What you have to do →
Rewrite every line of the material below as a numbered list, skipping any blank lines. Leave the pictures out of your answer.

Data shown →
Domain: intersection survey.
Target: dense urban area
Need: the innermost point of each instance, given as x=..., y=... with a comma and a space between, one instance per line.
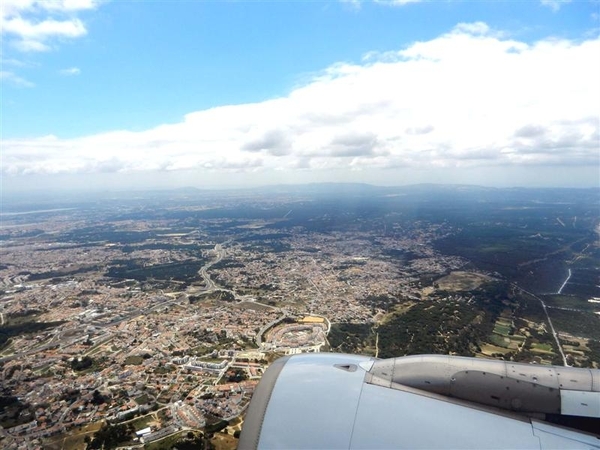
x=145, y=320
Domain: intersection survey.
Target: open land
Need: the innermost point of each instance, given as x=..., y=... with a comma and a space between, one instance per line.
x=147, y=319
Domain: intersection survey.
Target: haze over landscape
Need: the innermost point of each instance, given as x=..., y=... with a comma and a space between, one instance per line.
x=143, y=95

Full answer →
1. Domain: intersection survey.
2. Target: dense urban area
3. Need: the innermost point of each instance, given as x=..., y=... with a comma and a space between, one instance per line.
4. x=145, y=320
5. Domain: intersection survey.
6. Target: open land
7. Need: the innermost point of each instance, given as x=..., y=... with a comma and a space between, one instance per line.
8. x=147, y=319
9. Domain: intersection survey.
10. Target: haze over landscape
11. Need: the innermost point of each instance, given as x=..., y=... with a comma and a space between, one instance per line.
12. x=143, y=95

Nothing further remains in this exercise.